* [Work required]
Rewrite the material from the line containing "Point out the new" through the end of the material, both ends included and request lines kept. Shift every x and y coordinate in the answer points up by 113.

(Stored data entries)
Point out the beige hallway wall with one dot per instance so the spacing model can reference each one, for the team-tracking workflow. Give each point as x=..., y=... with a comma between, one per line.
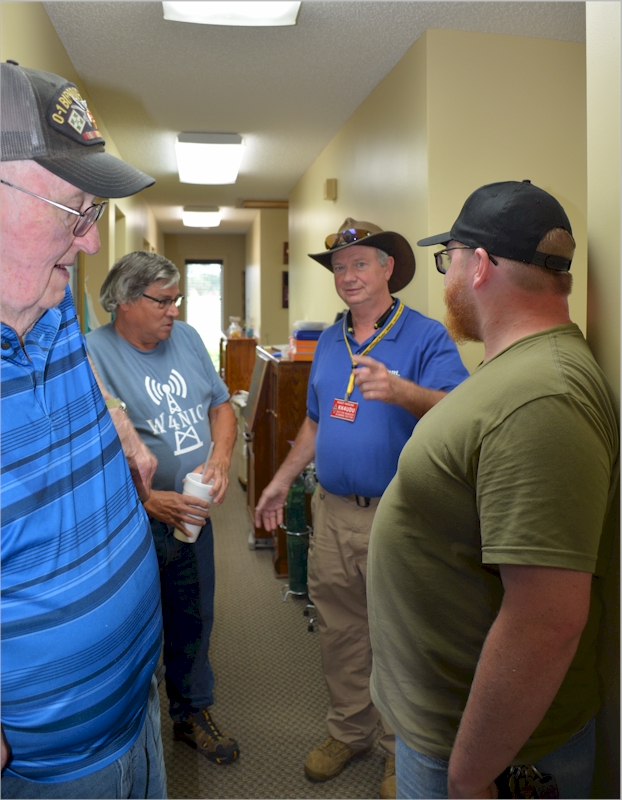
x=264, y=269
x=459, y=110
x=603, y=331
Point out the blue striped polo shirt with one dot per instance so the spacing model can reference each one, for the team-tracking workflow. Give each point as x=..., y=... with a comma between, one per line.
x=81, y=620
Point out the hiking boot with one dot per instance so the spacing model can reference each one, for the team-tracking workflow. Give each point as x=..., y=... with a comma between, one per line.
x=387, y=787
x=201, y=732
x=330, y=758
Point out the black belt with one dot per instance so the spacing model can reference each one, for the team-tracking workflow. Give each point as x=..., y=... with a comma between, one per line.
x=362, y=502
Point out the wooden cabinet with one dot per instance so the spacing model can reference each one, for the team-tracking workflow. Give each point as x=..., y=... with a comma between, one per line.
x=237, y=359
x=277, y=407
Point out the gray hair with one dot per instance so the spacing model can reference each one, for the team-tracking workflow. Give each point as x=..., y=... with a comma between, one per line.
x=132, y=274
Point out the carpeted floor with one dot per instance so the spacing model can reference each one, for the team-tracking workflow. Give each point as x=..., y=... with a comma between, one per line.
x=270, y=693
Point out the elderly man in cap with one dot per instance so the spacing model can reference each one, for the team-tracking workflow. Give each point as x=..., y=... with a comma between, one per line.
x=81, y=620
x=487, y=546
x=375, y=373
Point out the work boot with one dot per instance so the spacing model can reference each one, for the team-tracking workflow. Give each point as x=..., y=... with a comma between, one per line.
x=387, y=787
x=201, y=732
x=329, y=759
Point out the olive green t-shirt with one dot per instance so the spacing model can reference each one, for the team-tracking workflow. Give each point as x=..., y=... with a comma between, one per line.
x=517, y=465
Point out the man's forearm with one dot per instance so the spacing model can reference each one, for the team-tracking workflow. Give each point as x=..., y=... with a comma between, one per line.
x=223, y=429
x=140, y=459
x=522, y=665
x=301, y=454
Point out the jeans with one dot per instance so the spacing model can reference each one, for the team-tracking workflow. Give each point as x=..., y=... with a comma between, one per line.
x=572, y=766
x=139, y=773
x=187, y=589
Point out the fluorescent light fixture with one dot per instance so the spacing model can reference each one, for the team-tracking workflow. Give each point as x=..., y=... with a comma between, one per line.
x=251, y=14
x=209, y=157
x=201, y=216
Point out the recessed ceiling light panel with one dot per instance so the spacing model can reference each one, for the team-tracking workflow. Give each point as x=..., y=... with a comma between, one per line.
x=201, y=216
x=209, y=158
x=255, y=13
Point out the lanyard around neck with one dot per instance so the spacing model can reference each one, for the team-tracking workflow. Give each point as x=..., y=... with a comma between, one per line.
x=370, y=346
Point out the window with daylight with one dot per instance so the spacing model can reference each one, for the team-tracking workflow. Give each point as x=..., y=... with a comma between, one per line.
x=204, y=303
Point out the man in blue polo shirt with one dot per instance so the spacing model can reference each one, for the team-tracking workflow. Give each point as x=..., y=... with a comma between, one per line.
x=81, y=619
x=375, y=373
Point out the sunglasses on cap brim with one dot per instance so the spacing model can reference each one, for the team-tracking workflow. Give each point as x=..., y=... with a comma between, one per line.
x=349, y=236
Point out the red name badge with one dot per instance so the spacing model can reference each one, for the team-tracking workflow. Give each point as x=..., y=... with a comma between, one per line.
x=344, y=409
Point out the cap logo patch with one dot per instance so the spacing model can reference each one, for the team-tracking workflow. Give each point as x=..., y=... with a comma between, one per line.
x=68, y=113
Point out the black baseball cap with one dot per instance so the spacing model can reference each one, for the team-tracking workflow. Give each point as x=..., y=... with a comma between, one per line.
x=44, y=118
x=509, y=219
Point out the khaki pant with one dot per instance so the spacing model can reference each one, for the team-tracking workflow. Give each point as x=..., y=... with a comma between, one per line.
x=337, y=573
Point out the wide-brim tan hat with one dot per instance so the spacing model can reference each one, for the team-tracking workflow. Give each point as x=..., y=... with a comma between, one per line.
x=370, y=235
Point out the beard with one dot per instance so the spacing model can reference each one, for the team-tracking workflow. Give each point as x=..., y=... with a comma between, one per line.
x=461, y=318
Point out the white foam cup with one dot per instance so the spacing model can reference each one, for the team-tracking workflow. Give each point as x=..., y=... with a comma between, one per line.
x=194, y=487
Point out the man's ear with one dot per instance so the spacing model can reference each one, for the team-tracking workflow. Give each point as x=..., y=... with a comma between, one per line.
x=483, y=267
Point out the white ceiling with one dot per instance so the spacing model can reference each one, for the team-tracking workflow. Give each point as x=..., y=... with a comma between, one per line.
x=286, y=90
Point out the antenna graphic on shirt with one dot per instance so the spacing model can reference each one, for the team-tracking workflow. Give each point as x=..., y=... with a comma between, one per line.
x=176, y=385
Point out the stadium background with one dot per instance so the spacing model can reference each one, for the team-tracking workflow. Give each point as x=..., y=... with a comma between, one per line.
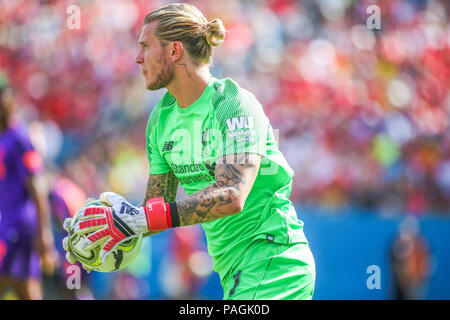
x=362, y=117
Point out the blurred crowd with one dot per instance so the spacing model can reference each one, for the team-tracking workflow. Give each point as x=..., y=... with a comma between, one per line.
x=362, y=115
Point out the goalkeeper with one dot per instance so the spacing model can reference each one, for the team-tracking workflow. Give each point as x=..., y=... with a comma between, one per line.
x=211, y=137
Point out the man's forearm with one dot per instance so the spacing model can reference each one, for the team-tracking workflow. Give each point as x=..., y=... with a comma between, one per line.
x=210, y=203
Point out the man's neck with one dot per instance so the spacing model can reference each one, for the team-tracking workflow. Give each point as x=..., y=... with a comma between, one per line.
x=189, y=84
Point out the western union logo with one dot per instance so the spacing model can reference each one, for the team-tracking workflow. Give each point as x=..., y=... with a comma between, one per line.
x=240, y=123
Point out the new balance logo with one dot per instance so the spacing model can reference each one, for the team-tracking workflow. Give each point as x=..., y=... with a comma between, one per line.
x=240, y=123
x=168, y=145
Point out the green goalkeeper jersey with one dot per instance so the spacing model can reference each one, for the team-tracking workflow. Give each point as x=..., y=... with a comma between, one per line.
x=226, y=119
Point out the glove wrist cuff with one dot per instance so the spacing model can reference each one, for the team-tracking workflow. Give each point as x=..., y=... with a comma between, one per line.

* [Task output]
Point out the new balance logo with one dot per instance so the spacing model can reference each one, for the team-tracking workflow. Give each point as x=..., y=... with a comma between, one per line.
x=353, y=236
x=281, y=258
Point out the green goalkeeper jersey with one dot per instance so the spacing model can reference each one, for the team-tracking workflow. Give each point as x=..., y=... with a comma between, one per line.
x=339, y=232
Point out the glove wrist cuff with one dot per instance so the spacing model can reference each one, for the team-tracking workflow. Give each point as x=..., y=... with a comma between, one per line.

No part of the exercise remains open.